*** Document segment ***

The Literate Document Handler

Here is the outline of the class:


Class to handle SAX parsing functions =

class LiterateDocumentHandler(saxlib.DocumentHandler):
	{Class-wide constants}

	def __init__(self):
		{Initialize object variables}

	{Overrided document handling methods}
	{Auxillary document methods}

Handling Processing Instructions

Since our program is based on processing instructions, the SAX processing instruction handler is the key function in the program.


Overrided document handling methods = 

	def processingInstruction(self, target, data):
		{Initialize processing instruction variables}
		{Parse processing instruction into attribute-value pairs}

		{Call appropriate method for processing instruction target}

Processing instructions present a parsing problem. Although we want to structure our processing instructions like elements, with attribute-value pairs, XML does not specify anything about how they are formatted, so the parser just hands you the entire content in one string. Therefore, we need to write code to parse the data string into attribute-value pairs. To make this simple, we will use regular expressions. To simplify, we will also force that the attributes be in double-quotes, not single quotes.[1] The following code will parse the variable data into the dictionary pi_attrs.


Parse processing instruction into attribute-value pairs =

		while 1:
			try:
				match = self.PIRegex.search(data, regex_start)
				pi_attrs[match.group(1)] = match.group(2)
				regex_start = regex_start + match.end() + 1
			except:
				break

The variables used here are initialized in Initialize processing instruction variables. Here is what each variable does -

data

This is the character string after the processing instruction target. This is passed as a parameter

match

This object holds all of the information about the match made.

*** Excerpted records ***

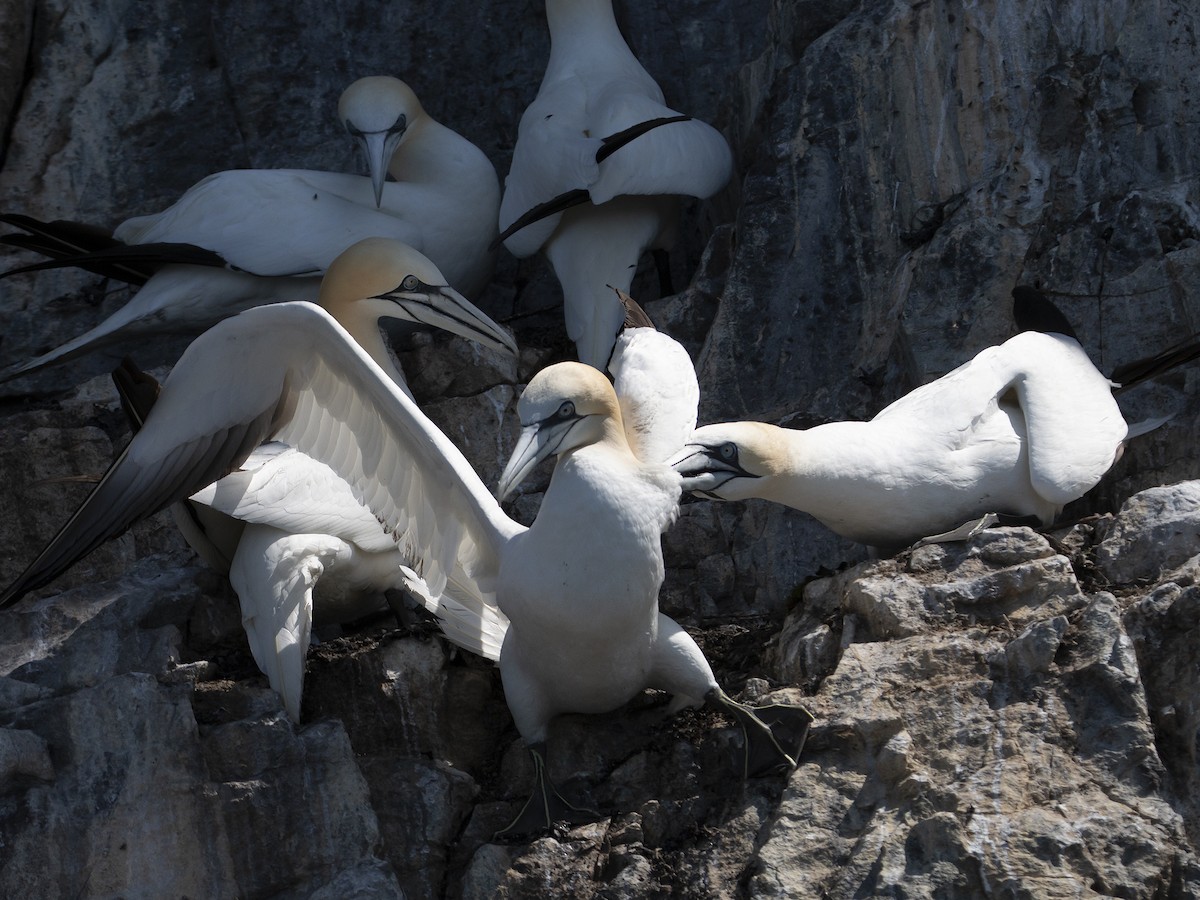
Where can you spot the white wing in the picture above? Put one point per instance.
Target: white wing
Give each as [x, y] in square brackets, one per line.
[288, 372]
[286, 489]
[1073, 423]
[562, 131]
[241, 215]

***
*** Excerpted records ***

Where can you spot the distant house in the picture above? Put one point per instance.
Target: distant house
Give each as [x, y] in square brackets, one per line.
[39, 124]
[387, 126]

***

Answer these questions using the text on the literate document handler:
(a) Which class does LiterateDocumentHandler inherit from?
(b) What kind of quotes must the attributes in a processing instruction use?
(c) What does the variable match hold?

(a) saxlib.DocumentHandler
(b) Double quotes, not single quotes.
(c) All of the information about the match made.